>> BEGIN
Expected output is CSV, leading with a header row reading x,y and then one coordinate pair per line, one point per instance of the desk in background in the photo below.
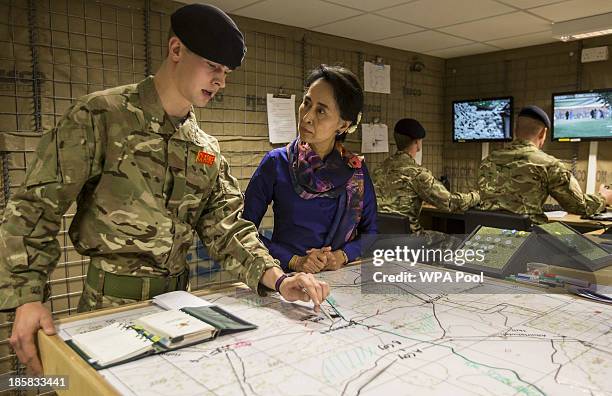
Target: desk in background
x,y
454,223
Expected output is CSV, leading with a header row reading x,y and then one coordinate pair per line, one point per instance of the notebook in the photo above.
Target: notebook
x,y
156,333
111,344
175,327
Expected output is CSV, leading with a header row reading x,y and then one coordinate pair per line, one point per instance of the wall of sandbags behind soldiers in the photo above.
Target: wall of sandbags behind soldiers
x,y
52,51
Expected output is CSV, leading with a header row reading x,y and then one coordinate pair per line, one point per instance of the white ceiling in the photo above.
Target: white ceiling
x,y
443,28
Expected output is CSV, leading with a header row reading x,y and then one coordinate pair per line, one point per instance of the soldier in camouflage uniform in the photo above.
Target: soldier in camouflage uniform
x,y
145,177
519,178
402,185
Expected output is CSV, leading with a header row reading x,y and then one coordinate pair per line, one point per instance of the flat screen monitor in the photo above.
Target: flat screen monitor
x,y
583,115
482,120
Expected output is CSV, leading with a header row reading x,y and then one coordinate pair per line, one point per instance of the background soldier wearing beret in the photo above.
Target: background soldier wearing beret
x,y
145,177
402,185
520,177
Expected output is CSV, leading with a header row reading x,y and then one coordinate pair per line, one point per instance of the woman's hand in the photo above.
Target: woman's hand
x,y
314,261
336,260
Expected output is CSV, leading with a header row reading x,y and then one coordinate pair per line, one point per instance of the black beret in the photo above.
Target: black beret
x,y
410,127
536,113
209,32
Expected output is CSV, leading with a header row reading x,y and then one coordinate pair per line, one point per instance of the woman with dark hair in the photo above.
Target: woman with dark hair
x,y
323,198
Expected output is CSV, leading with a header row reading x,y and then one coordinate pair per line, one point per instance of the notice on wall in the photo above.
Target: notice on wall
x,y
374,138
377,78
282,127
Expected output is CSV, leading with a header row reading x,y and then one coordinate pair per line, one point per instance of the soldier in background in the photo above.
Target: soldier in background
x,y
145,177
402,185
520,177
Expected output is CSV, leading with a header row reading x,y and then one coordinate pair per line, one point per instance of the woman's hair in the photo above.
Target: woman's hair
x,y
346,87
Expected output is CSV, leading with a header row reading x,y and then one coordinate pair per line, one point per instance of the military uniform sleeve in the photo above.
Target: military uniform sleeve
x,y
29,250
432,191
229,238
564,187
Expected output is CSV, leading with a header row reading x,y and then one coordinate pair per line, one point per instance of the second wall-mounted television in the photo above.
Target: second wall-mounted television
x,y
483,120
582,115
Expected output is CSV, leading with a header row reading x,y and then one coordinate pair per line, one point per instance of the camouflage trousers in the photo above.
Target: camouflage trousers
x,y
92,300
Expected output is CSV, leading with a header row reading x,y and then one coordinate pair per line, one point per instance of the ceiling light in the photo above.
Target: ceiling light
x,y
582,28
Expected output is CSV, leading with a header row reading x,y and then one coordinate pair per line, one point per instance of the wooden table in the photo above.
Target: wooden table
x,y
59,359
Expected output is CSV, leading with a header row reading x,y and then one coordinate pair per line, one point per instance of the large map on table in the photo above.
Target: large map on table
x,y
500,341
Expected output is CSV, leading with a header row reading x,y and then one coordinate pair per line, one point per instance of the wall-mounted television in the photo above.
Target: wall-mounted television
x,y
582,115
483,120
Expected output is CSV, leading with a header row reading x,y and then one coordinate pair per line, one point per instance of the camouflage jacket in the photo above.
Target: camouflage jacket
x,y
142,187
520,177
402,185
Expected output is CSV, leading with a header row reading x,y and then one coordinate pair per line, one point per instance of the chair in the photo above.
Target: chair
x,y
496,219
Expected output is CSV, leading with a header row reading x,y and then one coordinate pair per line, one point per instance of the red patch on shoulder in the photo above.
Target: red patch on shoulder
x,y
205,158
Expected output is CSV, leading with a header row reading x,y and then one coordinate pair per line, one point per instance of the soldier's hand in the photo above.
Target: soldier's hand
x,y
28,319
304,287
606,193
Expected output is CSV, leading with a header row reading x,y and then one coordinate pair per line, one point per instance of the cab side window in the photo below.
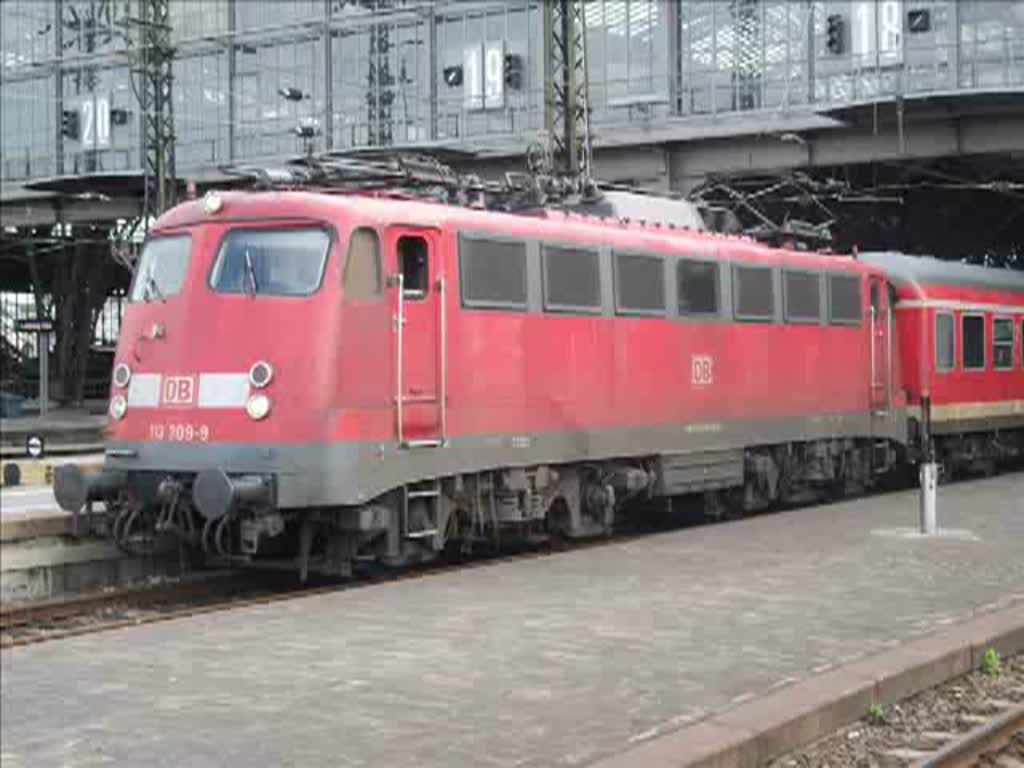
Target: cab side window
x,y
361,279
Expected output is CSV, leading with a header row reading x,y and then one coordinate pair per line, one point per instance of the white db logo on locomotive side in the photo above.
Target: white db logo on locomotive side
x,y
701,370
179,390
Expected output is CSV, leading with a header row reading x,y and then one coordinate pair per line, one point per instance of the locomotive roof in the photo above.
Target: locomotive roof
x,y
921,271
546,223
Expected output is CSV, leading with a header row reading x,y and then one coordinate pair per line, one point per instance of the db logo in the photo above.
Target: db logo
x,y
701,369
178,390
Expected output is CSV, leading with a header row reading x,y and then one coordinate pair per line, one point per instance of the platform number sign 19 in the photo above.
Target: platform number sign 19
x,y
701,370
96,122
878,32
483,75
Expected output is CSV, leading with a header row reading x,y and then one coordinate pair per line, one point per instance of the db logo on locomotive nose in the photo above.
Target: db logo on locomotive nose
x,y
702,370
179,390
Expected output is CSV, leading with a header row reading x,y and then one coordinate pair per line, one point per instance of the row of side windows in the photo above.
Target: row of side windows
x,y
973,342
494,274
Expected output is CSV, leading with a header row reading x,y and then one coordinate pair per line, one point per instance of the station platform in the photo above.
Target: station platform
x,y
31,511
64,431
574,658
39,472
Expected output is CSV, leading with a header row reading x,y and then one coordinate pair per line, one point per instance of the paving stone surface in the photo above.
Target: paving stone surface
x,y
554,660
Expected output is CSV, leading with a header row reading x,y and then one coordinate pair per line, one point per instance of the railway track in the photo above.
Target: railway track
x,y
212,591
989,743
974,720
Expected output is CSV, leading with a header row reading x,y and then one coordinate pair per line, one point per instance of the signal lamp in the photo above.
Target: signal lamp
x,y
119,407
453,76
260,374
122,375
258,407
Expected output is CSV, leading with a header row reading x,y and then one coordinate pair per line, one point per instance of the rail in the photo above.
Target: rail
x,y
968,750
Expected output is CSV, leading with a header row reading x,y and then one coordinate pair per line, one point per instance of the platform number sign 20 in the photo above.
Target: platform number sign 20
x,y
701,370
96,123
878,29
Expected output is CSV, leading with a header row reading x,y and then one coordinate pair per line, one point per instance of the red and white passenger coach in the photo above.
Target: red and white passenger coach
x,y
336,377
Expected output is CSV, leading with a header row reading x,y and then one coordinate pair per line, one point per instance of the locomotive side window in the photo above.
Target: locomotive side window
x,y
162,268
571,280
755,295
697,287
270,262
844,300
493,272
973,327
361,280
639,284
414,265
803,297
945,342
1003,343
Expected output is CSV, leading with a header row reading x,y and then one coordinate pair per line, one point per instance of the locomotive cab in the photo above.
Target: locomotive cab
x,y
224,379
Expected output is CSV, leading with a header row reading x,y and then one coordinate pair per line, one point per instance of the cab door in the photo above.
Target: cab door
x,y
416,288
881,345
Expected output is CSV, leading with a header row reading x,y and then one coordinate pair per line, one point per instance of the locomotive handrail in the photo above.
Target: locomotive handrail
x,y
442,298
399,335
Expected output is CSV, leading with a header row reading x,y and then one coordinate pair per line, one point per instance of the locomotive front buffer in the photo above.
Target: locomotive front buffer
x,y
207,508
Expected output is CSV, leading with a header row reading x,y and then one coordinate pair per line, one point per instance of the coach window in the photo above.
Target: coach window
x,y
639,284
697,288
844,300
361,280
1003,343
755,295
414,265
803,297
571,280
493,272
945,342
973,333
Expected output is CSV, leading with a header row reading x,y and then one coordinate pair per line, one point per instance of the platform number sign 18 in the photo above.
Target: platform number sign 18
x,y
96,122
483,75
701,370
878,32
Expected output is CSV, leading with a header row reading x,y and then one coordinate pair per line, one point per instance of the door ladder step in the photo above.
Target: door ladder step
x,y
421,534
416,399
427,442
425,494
>> END
>> BEGIN
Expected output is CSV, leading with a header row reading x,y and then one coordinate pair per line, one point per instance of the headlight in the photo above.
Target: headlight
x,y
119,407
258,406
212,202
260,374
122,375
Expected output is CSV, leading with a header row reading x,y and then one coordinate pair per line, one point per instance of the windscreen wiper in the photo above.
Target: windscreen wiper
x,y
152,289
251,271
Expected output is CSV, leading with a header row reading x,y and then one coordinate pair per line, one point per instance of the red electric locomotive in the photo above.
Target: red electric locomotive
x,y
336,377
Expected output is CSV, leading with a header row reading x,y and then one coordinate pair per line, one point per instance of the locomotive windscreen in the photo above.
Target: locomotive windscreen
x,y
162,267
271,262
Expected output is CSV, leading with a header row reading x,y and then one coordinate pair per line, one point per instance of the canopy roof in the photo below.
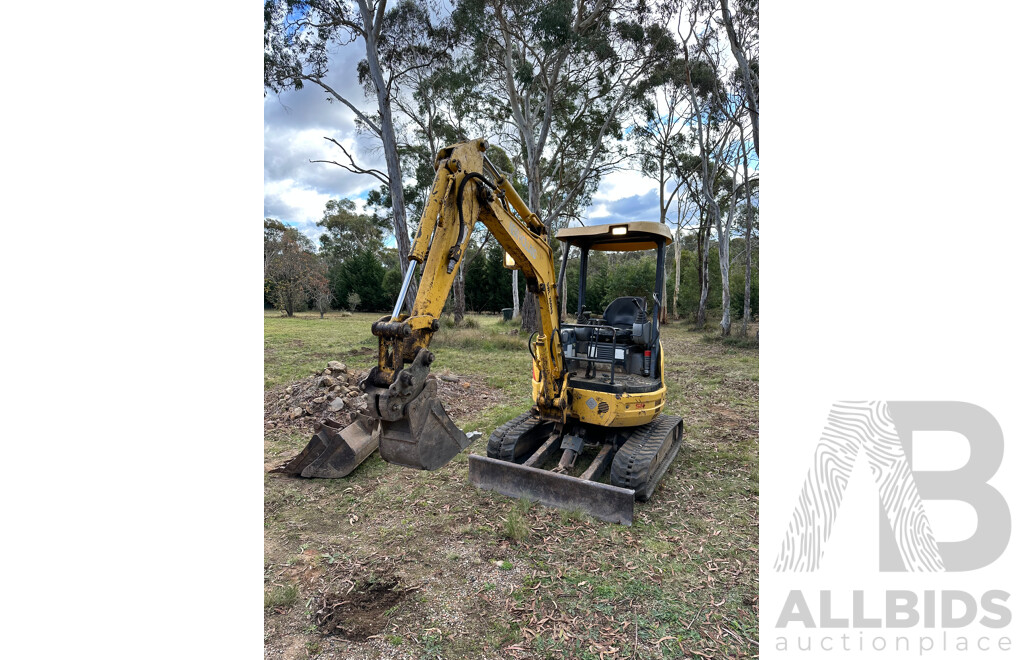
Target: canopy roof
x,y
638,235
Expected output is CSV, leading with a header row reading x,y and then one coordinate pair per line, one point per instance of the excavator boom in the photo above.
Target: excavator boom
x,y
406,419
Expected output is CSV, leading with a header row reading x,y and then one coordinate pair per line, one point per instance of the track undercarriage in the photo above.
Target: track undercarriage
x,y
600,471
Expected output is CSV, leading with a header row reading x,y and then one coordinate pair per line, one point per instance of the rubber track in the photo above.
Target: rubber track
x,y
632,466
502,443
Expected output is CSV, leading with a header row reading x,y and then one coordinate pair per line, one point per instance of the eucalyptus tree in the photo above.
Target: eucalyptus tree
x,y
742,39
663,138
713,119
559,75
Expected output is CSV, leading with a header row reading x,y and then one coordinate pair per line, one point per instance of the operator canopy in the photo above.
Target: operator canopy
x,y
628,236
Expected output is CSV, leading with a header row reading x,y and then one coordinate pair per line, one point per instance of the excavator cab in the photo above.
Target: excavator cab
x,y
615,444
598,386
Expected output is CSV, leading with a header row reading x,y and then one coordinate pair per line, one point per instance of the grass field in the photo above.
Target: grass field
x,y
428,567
>> END
| AIM OF THE EXERCISE |
Locate every line in the data above that contains the string "windows", with case counting, and copy each of those lines.

| SOLUTION FOR THIS EXERCISE |
Expected output is CSV, leading with a header row reading x,y and then one coordinate pair per line, one point per instance of the row of side windows in the photo above.
Target: row of side windows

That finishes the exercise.